TO BE DONE: Rewrite the records below, changing "Quickstart" to "Getting Started" each time it occurs and leaving everything else the same.

Excerpts from a point labeling dataset:
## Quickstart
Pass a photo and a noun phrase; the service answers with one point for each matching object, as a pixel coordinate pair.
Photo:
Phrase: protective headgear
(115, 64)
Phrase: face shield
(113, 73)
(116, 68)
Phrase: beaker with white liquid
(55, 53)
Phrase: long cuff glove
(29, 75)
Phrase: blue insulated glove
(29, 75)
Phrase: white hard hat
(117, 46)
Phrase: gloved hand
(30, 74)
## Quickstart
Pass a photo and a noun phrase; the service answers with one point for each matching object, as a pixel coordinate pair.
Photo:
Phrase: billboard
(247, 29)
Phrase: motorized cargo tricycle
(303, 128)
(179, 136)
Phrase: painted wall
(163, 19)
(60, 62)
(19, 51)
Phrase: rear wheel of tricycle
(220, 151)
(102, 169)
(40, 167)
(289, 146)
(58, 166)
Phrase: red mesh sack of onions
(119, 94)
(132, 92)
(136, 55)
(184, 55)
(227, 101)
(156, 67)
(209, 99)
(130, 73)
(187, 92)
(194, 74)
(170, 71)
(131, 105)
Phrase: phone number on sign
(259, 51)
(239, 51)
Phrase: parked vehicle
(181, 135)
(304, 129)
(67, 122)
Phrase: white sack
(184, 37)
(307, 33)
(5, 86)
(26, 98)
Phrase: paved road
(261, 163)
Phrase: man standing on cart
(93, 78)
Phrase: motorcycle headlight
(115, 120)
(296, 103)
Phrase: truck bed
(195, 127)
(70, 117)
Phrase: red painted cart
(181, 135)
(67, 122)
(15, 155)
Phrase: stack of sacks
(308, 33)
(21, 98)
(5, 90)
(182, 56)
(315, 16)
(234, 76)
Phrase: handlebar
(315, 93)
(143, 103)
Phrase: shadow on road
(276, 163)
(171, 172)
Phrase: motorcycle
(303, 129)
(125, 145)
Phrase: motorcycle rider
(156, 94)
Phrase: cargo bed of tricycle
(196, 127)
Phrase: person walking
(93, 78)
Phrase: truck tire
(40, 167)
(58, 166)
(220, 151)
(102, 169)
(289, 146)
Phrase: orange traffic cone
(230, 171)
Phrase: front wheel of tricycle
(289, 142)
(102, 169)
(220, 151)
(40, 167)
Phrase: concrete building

TASK RESULT:
## Getting Started
Pass a photo and a noun phrase; the service answers with one point for each matching object, as a pixel coordinate pair.
Photo:
Phrase: protective headgear
(115, 64)
Phrase: face shield
(113, 73)
(116, 68)
Phrase: beaker with white liquid
(55, 53)
Phrase: long cuff glove
(29, 75)
Phrase: blue insulated glove
(29, 75)
Phrase: white hard hat
(117, 46)
Phrase: gloved hand
(30, 74)
## Getting Started
Pass a photo and a noun phrase; the service answers with one point for each matching object, as a pixel coordinate pair.
Photo:
Phrase: billboard
(247, 29)
Phrase: motorized cargo tricycle
(303, 128)
(179, 136)
Phrase: painted wall
(163, 19)
(60, 62)
(19, 51)
Phrase: rear wheel of tricycle
(220, 151)
(102, 169)
(40, 167)
(289, 146)
(58, 166)
Phrase: red mesh sack of onions
(119, 94)
(132, 92)
(136, 55)
(184, 55)
(227, 101)
(156, 67)
(209, 99)
(130, 73)
(187, 92)
(194, 74)
(170, 71)
(131, 105)
Phrase: phone number on sign
(259, 51)
(239, 51)
Phrase: parked vehicle
(181, 135)
(304, 129)
(67, 122)
Phrase: white sack
(184, 37)
(307, 33)
(5, 86)
(26, 98)
Phrase: paved road
(261, 163)
Phrase: man standing on cart
(93, 78)
Phrase: motorcycle headlight
(115, 120)
(296, 103)
Phrase: truck bed
(195, 127)
(70, 117)
Phrase: red painted cart
(181, 135)
(67, 122)
(15, 155)
Phrase: stack of sacks
(308, 33)
(21, 98)
(5, 90)
(182, 56)
(315, 16)
(234, 76)
Phrase: handlebar
(315, 93)
(143, 103)
Phrase: shadow on road
(276, 163)
(171, 172)
Phrase: motorcycle
(303, 129)
(125, 145)
Phrase: motorcycle rider
(156, 94)
Phrase: cargo bed of tricycle
(196, 127)
Phrase: person walking
(93, 78)
Phrase: truck tire
(40, 167)
(58, 166)
(220, 151)
(102, 169)
(289, 146)
Phrase: orange traffic cone
(230, 171)
Phrase: front wheel of tricycle
(289, 142)
(102, 169)
(220, 151)
(40, 167)
Phrase: concrete building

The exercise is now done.